● What to work on
Look below and pull out each line with the word "rocky".

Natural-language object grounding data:
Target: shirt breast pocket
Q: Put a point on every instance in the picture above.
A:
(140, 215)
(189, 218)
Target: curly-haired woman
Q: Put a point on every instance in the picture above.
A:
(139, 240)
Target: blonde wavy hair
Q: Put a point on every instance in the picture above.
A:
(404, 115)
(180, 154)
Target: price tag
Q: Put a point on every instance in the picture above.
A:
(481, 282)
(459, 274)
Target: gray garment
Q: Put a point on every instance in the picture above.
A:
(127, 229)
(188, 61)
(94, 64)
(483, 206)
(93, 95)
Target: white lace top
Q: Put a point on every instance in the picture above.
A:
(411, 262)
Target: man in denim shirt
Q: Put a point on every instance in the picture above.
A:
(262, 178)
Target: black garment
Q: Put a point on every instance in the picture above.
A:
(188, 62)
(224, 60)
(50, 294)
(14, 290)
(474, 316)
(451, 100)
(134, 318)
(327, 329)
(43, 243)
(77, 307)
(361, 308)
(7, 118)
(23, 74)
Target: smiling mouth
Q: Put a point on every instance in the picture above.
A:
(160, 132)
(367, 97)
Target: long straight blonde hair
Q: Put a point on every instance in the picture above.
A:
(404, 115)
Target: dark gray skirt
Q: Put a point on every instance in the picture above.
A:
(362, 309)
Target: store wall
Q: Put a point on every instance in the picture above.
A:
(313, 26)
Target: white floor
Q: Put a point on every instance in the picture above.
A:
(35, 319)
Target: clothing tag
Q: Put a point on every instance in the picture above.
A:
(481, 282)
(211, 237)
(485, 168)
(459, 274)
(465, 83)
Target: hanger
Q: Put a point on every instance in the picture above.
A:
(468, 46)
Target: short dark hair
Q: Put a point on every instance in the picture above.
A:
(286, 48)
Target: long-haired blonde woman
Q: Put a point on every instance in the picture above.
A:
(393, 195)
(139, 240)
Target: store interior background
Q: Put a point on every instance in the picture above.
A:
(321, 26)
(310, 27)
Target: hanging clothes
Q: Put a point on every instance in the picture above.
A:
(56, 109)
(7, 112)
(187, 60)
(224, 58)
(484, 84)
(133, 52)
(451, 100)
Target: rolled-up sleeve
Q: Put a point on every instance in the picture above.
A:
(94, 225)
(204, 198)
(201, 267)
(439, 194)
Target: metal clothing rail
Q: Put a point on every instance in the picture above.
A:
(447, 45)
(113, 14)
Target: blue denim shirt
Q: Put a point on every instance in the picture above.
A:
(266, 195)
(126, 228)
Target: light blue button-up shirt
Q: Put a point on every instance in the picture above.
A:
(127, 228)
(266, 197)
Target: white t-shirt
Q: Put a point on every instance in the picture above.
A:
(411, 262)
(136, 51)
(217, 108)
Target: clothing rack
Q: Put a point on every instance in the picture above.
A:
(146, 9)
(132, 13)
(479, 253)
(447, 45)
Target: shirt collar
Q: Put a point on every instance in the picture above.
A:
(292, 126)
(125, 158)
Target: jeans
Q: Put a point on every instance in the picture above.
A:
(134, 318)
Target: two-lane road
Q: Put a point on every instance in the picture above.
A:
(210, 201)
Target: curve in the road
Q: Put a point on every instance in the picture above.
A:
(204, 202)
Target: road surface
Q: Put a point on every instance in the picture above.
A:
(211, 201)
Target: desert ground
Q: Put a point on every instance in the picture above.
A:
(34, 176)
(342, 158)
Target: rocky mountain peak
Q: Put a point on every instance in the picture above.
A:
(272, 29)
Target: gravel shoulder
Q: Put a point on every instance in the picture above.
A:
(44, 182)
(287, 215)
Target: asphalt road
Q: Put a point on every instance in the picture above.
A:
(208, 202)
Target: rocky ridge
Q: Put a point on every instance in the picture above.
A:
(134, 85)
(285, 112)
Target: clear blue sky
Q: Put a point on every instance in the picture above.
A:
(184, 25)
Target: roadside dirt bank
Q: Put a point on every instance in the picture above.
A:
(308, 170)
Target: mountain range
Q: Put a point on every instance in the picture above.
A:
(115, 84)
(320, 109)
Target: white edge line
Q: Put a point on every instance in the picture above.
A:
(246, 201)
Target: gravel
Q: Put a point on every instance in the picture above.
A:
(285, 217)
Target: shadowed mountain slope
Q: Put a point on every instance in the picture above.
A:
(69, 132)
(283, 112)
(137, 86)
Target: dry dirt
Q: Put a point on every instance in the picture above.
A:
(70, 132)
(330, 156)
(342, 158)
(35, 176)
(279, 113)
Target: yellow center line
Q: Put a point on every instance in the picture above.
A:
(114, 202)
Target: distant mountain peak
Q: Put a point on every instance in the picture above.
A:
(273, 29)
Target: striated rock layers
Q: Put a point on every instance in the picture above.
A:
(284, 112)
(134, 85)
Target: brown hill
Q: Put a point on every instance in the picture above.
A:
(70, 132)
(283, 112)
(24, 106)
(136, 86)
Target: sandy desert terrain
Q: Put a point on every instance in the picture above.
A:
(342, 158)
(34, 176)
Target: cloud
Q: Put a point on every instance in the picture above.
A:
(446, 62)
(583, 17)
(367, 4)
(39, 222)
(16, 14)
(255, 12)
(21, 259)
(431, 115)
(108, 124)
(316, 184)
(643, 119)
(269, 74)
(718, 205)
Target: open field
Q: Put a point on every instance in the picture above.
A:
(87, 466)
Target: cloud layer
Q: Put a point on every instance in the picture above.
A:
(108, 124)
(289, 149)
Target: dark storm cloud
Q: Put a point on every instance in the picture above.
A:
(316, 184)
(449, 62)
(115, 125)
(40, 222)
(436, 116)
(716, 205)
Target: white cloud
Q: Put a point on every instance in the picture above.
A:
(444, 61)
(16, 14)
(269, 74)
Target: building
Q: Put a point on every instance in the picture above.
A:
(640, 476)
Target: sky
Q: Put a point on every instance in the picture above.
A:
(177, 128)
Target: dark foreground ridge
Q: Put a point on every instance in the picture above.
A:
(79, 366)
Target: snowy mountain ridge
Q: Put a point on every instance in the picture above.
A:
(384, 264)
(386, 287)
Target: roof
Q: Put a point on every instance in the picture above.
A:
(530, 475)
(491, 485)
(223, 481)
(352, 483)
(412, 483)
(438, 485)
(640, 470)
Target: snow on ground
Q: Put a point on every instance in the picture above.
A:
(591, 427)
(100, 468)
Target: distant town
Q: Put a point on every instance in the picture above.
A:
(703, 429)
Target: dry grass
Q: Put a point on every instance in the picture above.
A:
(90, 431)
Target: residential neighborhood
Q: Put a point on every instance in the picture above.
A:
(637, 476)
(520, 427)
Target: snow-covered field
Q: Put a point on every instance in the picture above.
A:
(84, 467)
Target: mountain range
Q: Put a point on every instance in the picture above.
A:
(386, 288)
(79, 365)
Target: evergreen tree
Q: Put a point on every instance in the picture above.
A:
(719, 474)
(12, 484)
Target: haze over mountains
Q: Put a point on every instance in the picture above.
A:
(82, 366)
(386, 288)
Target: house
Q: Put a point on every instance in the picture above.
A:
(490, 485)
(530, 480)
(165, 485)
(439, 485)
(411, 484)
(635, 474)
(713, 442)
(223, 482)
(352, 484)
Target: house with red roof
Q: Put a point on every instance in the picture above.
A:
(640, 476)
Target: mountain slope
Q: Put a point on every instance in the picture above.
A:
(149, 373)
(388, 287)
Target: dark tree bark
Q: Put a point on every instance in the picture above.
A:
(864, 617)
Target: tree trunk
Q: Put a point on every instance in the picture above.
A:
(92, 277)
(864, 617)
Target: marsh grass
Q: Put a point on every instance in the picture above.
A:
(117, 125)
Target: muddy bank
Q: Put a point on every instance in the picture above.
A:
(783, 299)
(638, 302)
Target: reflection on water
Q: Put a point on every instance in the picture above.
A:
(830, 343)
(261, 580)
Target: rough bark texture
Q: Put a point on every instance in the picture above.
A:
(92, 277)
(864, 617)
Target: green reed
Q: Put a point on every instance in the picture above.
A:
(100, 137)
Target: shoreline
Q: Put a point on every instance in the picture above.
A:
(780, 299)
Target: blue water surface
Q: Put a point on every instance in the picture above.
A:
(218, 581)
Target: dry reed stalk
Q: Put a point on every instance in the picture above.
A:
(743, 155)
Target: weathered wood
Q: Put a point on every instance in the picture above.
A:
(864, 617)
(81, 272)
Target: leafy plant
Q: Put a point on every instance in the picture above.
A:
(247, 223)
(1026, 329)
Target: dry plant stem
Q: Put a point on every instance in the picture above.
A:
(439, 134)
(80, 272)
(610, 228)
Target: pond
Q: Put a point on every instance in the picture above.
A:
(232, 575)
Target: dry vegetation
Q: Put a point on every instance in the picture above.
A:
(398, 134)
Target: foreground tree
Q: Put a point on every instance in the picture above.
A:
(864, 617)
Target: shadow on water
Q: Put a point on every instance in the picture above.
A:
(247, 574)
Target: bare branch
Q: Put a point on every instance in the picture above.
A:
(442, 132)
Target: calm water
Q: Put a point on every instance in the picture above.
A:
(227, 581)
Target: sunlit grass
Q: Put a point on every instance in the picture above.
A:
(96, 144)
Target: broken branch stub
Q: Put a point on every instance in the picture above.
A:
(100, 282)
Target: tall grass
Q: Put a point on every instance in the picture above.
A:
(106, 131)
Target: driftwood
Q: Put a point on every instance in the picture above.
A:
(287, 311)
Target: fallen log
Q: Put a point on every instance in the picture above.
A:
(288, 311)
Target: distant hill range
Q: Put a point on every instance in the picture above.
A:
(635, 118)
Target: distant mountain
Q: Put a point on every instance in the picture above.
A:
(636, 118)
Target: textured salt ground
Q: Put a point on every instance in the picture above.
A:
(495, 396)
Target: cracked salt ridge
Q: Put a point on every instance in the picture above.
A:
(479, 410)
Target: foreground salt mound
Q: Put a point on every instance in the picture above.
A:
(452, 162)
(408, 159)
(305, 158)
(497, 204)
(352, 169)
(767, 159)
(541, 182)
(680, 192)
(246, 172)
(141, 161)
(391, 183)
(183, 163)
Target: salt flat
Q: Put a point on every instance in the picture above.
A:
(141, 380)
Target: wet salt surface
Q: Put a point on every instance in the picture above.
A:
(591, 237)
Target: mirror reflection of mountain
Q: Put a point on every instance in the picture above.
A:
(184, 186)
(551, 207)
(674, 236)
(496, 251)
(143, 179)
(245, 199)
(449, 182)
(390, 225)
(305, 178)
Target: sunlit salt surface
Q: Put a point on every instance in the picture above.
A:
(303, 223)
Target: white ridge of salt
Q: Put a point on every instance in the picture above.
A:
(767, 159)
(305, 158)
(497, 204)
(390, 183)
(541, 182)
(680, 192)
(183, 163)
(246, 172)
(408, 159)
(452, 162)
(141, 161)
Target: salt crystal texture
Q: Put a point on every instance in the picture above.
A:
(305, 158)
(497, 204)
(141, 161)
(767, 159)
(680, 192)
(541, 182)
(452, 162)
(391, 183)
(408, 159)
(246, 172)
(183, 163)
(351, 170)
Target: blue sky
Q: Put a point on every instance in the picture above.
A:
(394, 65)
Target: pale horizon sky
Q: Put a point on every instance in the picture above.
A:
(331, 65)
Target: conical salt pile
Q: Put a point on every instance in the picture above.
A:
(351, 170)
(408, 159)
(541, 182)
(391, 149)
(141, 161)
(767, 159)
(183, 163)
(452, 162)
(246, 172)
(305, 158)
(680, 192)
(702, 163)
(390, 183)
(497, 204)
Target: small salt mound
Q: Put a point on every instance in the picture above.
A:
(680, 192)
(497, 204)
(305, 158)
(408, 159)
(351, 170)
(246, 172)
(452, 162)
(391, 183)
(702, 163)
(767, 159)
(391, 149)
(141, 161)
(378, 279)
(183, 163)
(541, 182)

● Answer for this exercise
Target: rocky mountain peak
Target: rocky ridge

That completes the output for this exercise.